- Problem to work on -
Please set down word for word every line from the one holding "<point>88,82</point>" to the end of the data below, both included.

------ Raw data

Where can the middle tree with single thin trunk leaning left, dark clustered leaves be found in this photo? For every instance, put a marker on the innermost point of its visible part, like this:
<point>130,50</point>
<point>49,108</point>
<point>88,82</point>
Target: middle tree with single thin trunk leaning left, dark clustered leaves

------------

- Solved exercise -
<point>88,82</point>
Target: middle tree with single thin trunk leaning left, dark clustered leaves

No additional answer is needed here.